--- Records from a dataset ---
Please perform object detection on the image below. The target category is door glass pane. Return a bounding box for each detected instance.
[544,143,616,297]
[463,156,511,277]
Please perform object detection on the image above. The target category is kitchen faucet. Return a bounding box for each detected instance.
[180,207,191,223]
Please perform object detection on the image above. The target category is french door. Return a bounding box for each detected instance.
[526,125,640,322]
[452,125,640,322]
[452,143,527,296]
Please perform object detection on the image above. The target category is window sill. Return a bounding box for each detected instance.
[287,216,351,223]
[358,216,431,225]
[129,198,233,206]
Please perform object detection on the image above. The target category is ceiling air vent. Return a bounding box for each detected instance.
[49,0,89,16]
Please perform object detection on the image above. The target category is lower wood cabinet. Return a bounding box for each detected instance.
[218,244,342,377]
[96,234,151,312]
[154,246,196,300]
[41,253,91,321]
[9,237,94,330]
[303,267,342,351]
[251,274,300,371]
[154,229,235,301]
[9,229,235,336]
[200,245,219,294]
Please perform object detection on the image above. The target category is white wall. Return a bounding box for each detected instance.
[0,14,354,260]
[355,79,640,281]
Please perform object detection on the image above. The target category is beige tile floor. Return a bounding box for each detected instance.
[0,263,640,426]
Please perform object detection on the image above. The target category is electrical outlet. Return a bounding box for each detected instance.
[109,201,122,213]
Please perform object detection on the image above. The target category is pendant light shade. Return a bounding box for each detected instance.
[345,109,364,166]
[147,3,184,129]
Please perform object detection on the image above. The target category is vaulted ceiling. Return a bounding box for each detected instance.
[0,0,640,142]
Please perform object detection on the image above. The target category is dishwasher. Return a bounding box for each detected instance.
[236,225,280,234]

--- Set task ---
Copy the records above word for word, starting with the first line and going on through the line that contains "[129,198,233,206]".

--- Written reply ---
Please perform object detection on the image below. The target category is door glass pane. Return a bounding box for each detected instance.
[544,143,616,297]
[463,156,511,277]
Please perform object detection on the image above. The target category is kitchen faucet. Return a bounding box for each detected instance.
[180,207,191,223]
Please perform object detection on the image above. The target category is french door. Return a bounding box for each detected instance.
[526,125,640,322]
[452,125,640,322]
[452,143,527,296]
Please perform object detection on the image above. The target category is window sill. Return a bounding box for each detected instance.
[287,216,351,223]
[358,216,431,225]
[129,198,233,206]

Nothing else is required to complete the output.